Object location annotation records
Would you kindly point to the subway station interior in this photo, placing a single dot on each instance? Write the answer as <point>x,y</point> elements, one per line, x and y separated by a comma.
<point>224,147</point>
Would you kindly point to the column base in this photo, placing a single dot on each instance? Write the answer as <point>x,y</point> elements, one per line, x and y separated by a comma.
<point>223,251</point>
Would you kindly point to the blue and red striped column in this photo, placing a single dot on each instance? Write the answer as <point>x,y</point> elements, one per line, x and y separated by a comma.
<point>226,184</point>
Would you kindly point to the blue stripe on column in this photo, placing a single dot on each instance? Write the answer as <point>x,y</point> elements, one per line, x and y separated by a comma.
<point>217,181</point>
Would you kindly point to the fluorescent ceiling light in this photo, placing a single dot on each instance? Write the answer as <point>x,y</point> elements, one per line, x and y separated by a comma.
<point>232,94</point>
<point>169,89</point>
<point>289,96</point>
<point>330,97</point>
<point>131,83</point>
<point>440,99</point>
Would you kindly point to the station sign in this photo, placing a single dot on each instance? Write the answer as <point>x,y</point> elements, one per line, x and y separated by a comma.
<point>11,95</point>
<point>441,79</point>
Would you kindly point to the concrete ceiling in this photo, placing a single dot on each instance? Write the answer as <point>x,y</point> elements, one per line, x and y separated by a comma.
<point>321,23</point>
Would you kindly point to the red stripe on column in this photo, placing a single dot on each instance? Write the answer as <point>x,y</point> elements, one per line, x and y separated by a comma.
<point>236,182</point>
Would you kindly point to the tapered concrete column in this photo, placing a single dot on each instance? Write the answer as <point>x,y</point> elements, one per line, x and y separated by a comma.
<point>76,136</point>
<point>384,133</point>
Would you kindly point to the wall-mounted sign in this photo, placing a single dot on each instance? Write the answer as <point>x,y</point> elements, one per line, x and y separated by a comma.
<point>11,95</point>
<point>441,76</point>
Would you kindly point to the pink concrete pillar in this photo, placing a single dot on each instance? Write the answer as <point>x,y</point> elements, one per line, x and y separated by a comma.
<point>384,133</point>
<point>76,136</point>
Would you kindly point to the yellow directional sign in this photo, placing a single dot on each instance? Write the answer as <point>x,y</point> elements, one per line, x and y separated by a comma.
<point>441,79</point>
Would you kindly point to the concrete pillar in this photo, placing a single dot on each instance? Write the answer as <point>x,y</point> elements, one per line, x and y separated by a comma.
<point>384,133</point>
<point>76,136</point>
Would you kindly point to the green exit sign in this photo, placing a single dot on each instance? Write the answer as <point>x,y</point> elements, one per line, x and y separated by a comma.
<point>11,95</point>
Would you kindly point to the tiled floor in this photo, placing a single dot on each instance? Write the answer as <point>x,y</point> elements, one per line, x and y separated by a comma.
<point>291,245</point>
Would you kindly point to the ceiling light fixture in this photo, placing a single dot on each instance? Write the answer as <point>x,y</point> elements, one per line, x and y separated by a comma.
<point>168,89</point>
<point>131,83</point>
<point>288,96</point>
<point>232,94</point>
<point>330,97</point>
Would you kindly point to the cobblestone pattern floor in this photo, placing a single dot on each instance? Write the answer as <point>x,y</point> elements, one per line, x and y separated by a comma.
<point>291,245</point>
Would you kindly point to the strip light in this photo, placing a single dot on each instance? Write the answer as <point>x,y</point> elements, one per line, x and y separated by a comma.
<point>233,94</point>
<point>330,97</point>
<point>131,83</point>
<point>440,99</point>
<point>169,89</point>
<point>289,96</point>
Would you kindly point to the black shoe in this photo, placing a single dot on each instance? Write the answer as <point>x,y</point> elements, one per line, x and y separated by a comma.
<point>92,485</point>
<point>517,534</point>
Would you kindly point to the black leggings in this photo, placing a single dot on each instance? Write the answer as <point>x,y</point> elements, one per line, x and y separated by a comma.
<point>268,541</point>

EXERCISE PROMPT
Could you write out the records again, starting at the first line and ending at the line containing "<point>224,147</point>", swapping "subway station interior" for "metro station interior" and leaving everything else unchanged?

RESPONSE
Would you kindly point to the metro station interior in this photo, placing a single dot on each instance? Write the answer as <point>x,y</point> elements, one per line, x and y separated by a comma.
<point>224,147</point>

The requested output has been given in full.